| DATA EXTRACT |
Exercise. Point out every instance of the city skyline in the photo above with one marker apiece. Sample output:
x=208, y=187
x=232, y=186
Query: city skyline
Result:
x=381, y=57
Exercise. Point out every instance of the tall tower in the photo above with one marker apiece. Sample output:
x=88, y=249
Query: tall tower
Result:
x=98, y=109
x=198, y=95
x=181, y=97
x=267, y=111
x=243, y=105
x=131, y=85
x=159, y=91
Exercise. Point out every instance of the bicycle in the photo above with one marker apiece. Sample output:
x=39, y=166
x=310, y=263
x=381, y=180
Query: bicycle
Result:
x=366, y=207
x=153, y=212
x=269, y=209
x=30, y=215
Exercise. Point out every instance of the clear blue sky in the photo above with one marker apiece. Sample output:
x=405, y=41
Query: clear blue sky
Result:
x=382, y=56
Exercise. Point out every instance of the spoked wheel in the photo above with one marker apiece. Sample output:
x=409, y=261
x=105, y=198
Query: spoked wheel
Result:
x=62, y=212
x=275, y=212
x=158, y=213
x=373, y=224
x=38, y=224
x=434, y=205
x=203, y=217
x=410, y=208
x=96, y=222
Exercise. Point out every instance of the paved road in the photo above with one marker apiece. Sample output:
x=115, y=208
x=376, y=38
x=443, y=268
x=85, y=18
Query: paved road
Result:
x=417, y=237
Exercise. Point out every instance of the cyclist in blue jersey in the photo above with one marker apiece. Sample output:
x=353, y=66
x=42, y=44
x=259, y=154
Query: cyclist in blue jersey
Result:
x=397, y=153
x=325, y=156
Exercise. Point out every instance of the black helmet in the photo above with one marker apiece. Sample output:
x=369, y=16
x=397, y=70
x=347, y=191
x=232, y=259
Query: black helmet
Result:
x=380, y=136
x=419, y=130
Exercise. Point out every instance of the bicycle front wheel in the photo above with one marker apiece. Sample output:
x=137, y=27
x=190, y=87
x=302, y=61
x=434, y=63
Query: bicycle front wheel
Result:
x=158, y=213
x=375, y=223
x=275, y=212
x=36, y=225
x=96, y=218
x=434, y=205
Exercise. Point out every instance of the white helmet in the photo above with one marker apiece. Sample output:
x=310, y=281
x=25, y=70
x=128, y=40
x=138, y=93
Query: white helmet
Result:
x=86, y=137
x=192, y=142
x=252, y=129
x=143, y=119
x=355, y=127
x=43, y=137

---

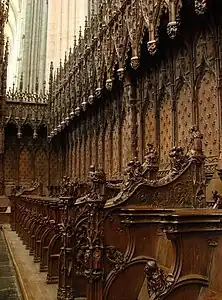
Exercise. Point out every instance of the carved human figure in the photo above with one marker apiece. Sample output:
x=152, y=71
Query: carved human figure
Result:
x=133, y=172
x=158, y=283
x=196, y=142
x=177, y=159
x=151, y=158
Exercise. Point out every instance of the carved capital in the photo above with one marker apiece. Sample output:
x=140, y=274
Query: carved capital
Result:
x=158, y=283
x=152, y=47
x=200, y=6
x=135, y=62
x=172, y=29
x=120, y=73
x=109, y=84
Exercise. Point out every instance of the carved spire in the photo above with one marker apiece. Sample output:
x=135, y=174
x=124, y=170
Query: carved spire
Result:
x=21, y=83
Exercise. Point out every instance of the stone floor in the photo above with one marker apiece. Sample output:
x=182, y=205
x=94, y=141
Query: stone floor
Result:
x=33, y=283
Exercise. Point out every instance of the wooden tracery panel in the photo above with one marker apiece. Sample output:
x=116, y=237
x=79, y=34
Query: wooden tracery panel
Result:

| YOUR GOAL |
Collect every line from the records above that contains the word "wooden".

| COMPLETED EXERCISE |
Exercise. Point out every instance of the wooden tracery panel in the photo above with one marker apiece. Sample output:
Query: wooden tracery panel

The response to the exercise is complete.